++++ Dataset content ++++

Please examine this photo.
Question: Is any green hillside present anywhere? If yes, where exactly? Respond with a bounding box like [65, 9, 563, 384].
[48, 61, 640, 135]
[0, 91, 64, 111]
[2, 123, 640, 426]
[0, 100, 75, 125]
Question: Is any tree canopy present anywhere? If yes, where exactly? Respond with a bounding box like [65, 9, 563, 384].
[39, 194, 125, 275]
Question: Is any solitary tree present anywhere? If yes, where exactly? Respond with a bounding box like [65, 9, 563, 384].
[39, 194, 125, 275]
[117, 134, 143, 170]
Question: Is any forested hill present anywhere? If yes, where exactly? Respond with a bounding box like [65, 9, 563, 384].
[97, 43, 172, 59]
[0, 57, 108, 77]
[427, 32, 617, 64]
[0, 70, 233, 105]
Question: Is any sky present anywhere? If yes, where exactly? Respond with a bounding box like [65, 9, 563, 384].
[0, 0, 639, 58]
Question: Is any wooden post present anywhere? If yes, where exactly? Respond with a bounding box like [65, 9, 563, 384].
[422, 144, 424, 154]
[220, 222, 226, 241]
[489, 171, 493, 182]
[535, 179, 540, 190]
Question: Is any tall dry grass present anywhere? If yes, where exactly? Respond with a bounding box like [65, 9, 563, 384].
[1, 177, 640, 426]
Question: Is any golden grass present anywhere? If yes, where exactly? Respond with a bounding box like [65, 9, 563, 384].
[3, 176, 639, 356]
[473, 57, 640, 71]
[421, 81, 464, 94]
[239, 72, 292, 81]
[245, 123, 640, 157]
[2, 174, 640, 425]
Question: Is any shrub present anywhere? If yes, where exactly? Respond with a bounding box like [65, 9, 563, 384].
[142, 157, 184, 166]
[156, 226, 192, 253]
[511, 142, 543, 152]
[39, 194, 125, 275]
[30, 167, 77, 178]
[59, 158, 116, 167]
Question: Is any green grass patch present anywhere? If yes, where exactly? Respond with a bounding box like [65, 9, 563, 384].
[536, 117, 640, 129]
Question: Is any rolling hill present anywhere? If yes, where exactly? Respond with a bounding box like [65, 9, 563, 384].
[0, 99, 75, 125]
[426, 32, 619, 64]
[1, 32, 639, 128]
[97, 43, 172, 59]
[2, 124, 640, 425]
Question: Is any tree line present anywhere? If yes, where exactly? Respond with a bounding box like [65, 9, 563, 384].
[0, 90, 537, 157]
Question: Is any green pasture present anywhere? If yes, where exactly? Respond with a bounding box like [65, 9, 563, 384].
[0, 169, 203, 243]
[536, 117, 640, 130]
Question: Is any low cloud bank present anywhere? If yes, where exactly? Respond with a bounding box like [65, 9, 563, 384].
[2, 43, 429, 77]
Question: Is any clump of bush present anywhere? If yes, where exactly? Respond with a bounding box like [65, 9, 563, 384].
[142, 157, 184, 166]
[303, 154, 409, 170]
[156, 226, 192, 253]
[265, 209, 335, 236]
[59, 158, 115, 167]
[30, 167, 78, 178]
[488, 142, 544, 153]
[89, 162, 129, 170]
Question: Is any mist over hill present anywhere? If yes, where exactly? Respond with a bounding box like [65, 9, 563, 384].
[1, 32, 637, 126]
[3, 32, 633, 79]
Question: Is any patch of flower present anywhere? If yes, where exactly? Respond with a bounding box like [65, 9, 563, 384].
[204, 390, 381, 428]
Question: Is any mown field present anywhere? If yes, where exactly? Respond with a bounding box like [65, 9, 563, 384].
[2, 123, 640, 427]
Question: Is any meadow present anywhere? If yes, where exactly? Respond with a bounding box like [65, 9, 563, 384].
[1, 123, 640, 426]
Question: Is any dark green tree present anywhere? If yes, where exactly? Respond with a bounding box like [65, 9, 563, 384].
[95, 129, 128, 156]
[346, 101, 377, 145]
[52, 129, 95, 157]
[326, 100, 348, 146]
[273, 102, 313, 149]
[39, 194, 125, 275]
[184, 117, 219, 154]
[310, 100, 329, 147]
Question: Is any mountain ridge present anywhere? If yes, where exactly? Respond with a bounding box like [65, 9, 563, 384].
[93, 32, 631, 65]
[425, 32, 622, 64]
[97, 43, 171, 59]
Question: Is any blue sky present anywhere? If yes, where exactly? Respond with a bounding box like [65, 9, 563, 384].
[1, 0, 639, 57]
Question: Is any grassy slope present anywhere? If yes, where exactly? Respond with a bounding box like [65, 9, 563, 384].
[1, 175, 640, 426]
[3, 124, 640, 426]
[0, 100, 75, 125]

++++

* _What to work on_
From the line that contains "Question: Is any blue" through the final line of the entries above, every line must be reproduced exactly and nothing more.

* _Finished exercise_
Question: Is any blue sky present anywhere? If yes, where exactly? Respond with a bounding box like [65, 9, 563, 384].
[1, 0, 639, 57]
Question: Is any grassy slope present anywhere? If yes, where exactly? Respond with a bounding box like [65, 9, 563, 384].
[1, 175, 640, 426]
[3, 124, 640, 426]
[0, 100, 75, 125]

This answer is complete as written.